▸ **Record set**:
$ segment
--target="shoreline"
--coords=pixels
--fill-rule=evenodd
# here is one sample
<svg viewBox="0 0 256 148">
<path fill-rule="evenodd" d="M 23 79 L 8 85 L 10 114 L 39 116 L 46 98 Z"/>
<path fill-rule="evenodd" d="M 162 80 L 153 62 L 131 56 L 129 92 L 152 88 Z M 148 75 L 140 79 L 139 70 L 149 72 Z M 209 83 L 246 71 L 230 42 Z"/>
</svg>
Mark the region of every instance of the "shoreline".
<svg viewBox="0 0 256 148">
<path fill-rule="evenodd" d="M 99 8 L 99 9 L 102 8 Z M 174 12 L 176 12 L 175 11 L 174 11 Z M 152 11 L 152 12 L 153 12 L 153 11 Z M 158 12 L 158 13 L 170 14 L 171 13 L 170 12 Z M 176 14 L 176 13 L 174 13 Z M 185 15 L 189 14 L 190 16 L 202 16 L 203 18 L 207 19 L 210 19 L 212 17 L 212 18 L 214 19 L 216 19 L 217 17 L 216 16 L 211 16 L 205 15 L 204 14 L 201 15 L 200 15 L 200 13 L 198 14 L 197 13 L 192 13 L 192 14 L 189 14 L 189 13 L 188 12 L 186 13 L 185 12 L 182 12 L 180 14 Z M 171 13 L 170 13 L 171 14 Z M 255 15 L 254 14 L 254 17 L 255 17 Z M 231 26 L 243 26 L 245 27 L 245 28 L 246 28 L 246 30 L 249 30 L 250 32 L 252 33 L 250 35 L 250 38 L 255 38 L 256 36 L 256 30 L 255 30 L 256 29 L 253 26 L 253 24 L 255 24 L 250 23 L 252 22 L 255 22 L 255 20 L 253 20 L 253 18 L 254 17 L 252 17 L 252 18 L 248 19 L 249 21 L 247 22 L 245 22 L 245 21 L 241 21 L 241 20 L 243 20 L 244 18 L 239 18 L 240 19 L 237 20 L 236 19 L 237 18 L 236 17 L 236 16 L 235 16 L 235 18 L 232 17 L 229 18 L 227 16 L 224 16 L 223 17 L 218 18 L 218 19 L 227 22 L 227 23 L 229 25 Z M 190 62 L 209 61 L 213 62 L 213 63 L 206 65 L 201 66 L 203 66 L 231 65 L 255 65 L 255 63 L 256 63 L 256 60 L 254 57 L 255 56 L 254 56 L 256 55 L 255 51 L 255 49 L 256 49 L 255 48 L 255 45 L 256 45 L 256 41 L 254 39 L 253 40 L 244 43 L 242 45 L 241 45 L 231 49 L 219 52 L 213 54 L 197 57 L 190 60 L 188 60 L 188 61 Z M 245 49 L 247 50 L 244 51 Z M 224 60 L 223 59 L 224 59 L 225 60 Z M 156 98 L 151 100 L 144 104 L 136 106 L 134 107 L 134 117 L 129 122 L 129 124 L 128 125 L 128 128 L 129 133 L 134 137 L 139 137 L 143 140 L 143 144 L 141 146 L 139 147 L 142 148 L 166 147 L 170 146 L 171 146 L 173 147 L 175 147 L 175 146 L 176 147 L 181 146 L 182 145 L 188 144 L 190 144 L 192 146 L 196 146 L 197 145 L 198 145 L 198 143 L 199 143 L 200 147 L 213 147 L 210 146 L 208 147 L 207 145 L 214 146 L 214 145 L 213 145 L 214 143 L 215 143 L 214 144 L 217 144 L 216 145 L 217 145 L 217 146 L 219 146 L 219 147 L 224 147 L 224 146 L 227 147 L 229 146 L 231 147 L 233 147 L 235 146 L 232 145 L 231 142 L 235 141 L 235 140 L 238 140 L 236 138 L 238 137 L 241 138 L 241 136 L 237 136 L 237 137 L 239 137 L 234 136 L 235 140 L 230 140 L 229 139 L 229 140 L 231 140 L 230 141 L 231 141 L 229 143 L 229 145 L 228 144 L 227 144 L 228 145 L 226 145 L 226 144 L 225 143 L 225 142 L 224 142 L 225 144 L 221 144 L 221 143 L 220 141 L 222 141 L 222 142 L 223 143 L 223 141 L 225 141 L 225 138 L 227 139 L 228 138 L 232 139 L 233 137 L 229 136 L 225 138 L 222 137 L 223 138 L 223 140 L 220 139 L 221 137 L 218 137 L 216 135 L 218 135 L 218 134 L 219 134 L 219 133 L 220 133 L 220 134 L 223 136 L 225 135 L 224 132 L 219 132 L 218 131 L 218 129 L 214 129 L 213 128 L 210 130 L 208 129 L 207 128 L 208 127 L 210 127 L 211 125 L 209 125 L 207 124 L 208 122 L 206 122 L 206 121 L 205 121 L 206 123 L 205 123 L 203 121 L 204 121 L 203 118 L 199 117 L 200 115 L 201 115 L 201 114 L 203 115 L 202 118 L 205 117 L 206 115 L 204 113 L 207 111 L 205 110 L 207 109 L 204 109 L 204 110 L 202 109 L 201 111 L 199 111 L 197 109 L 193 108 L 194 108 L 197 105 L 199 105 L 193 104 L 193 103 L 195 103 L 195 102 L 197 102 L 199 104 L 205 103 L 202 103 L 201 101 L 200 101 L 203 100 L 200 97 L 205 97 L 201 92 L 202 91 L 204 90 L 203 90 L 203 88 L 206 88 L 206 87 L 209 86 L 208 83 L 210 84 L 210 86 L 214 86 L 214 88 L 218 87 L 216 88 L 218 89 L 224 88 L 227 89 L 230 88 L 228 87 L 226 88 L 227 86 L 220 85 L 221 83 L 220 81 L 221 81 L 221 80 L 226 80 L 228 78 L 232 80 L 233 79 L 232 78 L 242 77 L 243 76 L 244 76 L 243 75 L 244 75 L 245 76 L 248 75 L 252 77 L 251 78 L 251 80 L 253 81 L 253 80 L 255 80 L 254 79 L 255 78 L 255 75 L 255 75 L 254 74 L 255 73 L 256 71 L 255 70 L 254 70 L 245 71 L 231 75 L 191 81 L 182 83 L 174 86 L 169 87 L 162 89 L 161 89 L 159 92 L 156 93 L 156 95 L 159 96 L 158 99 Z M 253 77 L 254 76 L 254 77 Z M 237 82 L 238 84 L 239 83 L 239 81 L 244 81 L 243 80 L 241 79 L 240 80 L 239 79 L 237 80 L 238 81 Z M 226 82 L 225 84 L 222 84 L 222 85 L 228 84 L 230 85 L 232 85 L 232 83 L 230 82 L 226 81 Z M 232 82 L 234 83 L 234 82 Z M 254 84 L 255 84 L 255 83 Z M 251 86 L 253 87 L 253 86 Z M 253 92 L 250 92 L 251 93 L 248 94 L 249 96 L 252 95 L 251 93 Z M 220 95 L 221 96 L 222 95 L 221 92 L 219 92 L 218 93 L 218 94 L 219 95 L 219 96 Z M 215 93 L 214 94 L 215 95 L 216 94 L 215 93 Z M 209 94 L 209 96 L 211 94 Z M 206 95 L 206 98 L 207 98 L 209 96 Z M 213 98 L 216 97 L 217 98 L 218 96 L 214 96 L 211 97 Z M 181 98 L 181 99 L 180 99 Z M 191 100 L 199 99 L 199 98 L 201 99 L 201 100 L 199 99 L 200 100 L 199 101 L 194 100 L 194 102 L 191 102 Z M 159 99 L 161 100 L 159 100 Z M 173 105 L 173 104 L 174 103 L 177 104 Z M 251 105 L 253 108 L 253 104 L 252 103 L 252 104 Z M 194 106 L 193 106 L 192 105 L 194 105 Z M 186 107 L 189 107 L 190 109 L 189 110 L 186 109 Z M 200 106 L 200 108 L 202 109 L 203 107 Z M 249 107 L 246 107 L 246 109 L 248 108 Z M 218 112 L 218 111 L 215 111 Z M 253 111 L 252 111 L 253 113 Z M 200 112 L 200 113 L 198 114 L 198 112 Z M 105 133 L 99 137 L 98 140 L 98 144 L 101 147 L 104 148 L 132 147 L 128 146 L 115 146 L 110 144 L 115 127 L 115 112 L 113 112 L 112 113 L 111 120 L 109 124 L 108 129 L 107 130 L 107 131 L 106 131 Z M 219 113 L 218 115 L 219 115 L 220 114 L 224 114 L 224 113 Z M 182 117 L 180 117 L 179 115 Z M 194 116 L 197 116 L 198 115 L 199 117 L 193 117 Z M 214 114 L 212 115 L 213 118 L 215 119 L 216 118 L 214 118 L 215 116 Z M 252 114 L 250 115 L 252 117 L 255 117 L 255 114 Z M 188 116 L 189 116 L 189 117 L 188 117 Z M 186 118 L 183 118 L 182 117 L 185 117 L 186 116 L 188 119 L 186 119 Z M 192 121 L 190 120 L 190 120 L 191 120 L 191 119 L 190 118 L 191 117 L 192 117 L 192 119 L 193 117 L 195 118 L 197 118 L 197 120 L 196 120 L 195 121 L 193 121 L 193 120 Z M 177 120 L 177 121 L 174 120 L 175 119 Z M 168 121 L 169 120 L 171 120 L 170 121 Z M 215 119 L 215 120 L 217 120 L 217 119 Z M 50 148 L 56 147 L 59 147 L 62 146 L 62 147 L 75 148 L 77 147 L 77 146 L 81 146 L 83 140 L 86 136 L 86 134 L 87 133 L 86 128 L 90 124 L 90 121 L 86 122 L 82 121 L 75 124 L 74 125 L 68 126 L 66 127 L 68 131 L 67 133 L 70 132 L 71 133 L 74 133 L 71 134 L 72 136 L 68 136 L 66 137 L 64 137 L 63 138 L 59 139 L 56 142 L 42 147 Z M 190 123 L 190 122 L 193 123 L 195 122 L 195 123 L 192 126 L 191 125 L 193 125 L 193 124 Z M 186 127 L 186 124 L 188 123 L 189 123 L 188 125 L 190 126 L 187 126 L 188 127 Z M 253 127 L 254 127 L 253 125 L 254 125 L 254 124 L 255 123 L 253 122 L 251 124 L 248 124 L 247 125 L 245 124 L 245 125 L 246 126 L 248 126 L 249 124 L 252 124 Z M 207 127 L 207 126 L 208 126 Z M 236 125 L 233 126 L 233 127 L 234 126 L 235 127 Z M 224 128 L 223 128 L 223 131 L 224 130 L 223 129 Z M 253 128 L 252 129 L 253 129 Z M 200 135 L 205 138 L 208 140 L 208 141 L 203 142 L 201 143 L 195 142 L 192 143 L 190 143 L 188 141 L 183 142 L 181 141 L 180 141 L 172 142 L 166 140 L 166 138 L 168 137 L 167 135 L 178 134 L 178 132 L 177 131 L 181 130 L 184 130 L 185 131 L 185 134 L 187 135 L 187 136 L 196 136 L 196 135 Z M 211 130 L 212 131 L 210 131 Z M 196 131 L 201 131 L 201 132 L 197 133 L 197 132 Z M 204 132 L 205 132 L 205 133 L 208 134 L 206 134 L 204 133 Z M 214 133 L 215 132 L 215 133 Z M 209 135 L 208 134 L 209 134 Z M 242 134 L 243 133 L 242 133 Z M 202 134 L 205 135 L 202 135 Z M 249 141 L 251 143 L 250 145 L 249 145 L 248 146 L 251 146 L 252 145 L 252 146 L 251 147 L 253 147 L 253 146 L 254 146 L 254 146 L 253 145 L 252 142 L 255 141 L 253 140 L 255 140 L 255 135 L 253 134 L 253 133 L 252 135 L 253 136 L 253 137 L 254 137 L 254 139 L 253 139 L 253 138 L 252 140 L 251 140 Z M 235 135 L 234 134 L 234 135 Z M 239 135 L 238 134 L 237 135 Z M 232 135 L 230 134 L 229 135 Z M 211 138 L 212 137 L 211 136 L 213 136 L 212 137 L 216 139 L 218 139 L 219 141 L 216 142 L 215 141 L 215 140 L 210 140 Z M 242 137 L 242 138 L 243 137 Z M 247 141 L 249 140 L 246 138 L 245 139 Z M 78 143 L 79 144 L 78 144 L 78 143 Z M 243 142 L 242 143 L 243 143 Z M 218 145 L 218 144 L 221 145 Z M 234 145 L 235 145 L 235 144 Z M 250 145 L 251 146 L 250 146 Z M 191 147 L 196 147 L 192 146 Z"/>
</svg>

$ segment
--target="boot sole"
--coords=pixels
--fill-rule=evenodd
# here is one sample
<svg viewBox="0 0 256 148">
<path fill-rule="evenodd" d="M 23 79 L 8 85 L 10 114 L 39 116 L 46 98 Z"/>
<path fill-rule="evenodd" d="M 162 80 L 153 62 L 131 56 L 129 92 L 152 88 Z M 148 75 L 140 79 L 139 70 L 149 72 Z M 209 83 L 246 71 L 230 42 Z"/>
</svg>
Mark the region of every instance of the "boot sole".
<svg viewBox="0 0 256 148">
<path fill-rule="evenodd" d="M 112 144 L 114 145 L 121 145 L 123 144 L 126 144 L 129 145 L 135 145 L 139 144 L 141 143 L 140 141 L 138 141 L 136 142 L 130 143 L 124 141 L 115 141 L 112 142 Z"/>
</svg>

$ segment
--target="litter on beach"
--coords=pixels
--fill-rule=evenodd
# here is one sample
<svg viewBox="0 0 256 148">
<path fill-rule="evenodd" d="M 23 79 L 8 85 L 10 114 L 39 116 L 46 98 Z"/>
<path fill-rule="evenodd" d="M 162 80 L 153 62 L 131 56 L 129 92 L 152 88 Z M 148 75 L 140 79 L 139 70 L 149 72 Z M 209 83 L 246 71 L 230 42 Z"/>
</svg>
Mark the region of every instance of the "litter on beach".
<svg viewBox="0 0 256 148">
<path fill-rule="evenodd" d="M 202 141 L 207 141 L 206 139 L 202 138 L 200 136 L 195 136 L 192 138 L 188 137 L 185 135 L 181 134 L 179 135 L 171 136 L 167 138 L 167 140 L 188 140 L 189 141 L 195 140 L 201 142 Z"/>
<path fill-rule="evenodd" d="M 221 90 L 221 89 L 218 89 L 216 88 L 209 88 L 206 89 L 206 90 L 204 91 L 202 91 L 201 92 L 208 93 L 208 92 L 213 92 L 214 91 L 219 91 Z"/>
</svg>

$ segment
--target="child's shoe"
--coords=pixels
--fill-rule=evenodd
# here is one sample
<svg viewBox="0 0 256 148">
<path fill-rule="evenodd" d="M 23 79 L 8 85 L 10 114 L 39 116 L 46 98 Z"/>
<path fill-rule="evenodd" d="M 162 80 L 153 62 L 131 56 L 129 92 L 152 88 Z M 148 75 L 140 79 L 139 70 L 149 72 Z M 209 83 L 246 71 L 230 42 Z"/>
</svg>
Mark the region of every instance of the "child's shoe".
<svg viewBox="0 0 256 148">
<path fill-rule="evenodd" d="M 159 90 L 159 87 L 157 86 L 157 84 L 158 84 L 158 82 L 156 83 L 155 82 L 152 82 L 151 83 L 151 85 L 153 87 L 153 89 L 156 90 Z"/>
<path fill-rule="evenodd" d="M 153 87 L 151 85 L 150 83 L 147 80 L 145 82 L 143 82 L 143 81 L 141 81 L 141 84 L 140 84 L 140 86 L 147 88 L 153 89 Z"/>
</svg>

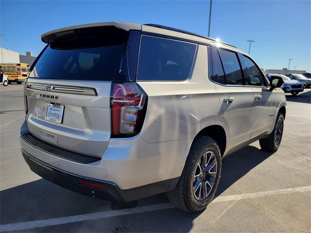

▸ **Problem requirements**: From the listing above, extract every line that contains the word "instance" and copy each one in full.

▸ **Result of this exercise**:
Mark the region of every instance of the "shoreline".
Mark the region of every instance of the "boot sole".
Mark the region of every instance of the "litter on beach".
Mark the region of every instance of the "child's shoe".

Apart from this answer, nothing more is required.